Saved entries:

-- Opening Marker --

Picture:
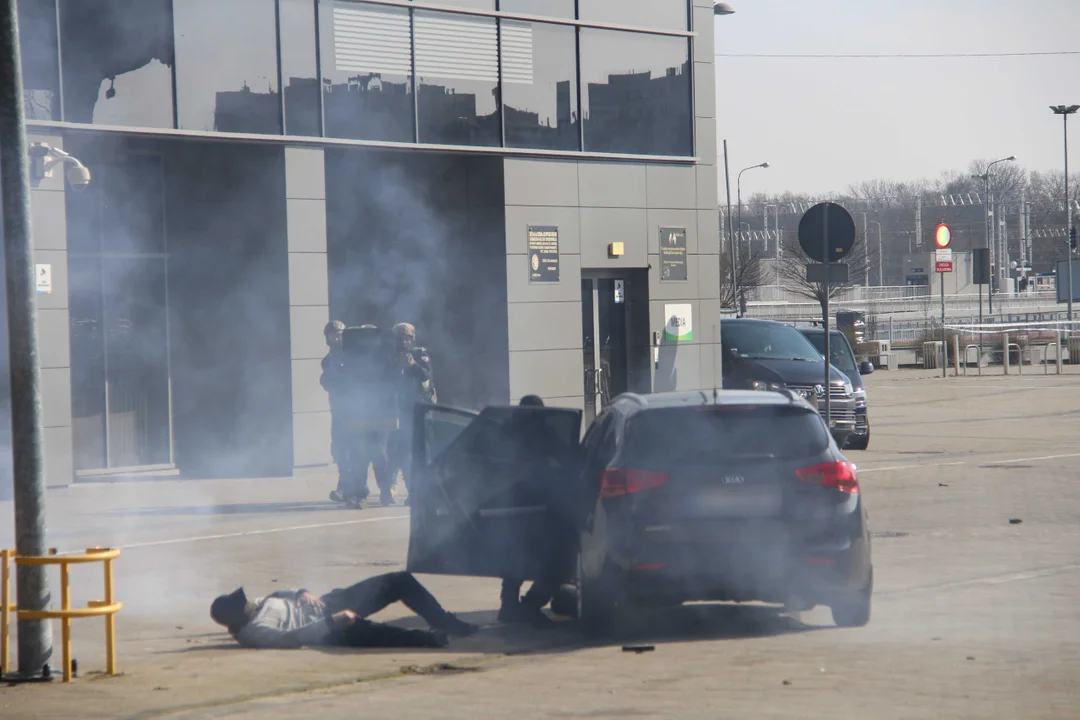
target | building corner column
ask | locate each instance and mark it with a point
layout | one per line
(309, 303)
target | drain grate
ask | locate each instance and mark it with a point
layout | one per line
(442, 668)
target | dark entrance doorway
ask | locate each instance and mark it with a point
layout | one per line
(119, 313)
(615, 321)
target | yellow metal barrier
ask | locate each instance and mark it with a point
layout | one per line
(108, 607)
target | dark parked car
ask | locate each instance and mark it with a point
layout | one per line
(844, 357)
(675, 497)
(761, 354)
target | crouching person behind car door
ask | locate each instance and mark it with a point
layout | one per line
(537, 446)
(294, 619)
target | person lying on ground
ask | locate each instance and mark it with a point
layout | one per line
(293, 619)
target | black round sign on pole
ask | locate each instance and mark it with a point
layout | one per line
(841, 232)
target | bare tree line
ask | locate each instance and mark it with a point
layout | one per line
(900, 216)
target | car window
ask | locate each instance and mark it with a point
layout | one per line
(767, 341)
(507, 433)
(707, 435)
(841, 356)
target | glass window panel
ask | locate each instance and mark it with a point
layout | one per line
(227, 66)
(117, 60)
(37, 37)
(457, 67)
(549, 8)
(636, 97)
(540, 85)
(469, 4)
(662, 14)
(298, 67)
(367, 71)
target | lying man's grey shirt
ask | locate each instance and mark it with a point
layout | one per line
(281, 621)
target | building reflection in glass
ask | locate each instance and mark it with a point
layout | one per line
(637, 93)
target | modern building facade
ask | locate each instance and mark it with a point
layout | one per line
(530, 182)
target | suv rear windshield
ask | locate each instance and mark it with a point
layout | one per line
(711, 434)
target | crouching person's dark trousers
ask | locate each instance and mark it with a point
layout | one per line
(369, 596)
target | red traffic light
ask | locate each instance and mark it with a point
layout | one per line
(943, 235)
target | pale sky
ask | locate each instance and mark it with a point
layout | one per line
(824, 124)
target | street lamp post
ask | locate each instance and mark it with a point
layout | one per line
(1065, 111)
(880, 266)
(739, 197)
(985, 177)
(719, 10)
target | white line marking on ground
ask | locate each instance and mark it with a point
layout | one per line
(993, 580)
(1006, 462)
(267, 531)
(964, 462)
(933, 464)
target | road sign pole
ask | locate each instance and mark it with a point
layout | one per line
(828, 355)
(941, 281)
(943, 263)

-- Closing Marker --
-- Opening Marker --

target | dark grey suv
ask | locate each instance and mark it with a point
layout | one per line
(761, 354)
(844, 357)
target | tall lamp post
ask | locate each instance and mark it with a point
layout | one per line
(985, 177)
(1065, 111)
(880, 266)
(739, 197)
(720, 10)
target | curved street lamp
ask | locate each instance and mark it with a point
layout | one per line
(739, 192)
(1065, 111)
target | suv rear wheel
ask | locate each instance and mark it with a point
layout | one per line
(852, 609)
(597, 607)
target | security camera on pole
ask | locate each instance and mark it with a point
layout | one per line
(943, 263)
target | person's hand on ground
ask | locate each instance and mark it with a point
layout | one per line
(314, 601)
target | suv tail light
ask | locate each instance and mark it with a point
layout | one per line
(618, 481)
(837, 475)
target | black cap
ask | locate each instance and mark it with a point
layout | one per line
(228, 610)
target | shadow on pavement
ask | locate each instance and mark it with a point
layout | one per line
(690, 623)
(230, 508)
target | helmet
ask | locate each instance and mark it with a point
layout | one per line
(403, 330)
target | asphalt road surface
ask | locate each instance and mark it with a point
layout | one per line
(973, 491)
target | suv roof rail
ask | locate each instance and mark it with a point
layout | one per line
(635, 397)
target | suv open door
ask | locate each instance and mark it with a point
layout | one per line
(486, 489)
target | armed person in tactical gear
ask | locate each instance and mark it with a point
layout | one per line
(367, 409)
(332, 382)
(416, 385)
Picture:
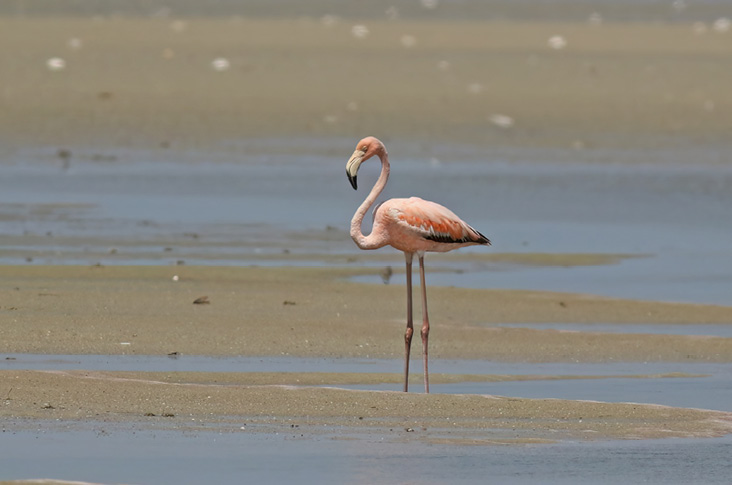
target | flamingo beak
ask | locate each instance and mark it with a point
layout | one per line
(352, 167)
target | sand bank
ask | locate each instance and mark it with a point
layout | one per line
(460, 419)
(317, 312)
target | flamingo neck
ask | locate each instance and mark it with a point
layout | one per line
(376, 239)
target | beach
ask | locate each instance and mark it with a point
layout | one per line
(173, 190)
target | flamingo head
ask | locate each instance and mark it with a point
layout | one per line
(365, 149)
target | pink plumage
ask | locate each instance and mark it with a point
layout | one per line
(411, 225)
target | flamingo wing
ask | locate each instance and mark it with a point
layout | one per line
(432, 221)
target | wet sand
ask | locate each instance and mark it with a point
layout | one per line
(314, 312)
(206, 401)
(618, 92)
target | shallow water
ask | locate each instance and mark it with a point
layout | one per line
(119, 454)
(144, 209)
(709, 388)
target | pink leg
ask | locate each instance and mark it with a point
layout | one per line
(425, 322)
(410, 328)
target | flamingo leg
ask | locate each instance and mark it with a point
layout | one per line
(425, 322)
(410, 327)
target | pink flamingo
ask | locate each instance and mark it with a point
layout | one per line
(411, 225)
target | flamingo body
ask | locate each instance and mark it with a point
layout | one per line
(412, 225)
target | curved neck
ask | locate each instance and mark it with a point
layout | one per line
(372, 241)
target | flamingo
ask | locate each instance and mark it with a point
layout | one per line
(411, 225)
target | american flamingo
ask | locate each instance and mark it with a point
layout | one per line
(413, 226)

-- Closing Marker --
-- Opening Marker --

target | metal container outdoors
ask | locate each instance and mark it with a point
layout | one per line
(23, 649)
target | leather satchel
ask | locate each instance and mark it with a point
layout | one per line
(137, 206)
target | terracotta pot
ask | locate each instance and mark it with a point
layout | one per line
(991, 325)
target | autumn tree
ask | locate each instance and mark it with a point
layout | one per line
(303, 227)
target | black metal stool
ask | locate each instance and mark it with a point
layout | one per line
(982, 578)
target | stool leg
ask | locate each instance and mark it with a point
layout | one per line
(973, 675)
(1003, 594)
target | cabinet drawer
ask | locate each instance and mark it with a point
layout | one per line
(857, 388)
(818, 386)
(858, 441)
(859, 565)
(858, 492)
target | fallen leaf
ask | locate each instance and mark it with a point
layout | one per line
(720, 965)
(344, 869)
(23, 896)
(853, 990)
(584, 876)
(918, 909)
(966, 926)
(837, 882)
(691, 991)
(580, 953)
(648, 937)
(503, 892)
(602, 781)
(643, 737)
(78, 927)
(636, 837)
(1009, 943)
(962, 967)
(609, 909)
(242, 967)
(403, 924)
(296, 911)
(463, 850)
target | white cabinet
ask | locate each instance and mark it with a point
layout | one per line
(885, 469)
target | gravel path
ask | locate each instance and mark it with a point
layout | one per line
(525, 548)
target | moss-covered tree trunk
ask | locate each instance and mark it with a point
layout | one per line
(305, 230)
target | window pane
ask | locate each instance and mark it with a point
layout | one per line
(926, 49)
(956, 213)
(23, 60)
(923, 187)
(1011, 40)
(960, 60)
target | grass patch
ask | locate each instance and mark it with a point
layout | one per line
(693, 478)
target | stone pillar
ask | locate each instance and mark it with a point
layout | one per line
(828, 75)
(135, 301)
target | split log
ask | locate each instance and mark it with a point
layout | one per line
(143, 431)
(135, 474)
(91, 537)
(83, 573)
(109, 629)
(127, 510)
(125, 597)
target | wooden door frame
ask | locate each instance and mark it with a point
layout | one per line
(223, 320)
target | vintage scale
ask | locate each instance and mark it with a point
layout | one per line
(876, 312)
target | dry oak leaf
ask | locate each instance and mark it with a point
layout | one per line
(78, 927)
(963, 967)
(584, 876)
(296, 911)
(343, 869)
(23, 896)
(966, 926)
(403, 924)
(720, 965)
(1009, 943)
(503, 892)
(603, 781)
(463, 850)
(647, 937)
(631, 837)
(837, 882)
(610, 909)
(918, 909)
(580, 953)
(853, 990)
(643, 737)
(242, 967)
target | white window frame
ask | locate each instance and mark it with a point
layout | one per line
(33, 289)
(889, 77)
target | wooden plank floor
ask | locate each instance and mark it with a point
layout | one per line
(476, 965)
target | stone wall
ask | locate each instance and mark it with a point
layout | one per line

-- Closing Marker --

What to do:
Your answer is the exact run of lines above from the one with "target | person's hand on ground" through the one with "target | pink flamingo", both ends included, minus any picture.

Your solution:
target | person's hand on ground
ask | locate each instance and mark it with a point
layout | one per line
(314, 601)
target | suv tail light
ask | locate each instance and mark it with a point
layout | one per line
(618, 481)
(837, 475)
target | black cap
ask | locate each instance and mark it with a point
layout | one per line
(228, 610)
target | shadow on pavement
ask | locate each instance and mark it with a point
layout | one per line
(690, 623)
(230, 508)
target | helmet
ask | locate each instance and mark it with a point
layout | one per line
(403, 330)
target | asphalt road surface
ask | locate each instance and mark it with a point
layout | one per line
(973, 491)
target | suv roof rail
ask | locate each instance and mark it with a point
layout | one per line
(635, 397)
target | suv open door
ask | locate each instance and mark it with a point
layout | one per line
(486, 489)
target | armed person in tactical gear
ask | locate each instance and mark it with a point
layout | one per line
(367, 409)
(332, 382)
(416, 385)
Picture:
target | flamingo beak
ask | locate each instance and mark it with a point
layout | one per line
(352, 167)
target | sand bank
ask | locate each instance and mark it with a point
layout | one per line
(460, 419)
(317, 312)
target | flamingo neck
ask | locate each instance and mark it with a point
layout | one per line
(376, 239)
target | beach
ask | locate each instance and mark it with a point
layout | one per line
(173, 190)
target | flamingo head
ask | locate each instance and mark it with a point
layout | one per line
(365, 149)
target | pink plumage
ask | locate each instance and mark it with a point
layout | one per line
(411, 225)
target | flamingo wing
ask | locate each instance and mark it with a point
layout | one per line
(432, 221)
target | wet sand
ask | locate each instance and mark it with a point
layout | one per line
(314, 312)
(206, 401)
(618, 92)
target | shallow water
ask | locate each instance and mark it with a point
layout | one per line
(119, 454)
(144, 209)
(709, 388)
target | pink leg
ask | locate each instance and mark it with a point
layout | one per line
(425, 322)
(410, 328)
target | flamingo leg
ask | locate each instance and mark it with a point
layout | one per line
(425, 322)
(410, 327)
target | pink flamingo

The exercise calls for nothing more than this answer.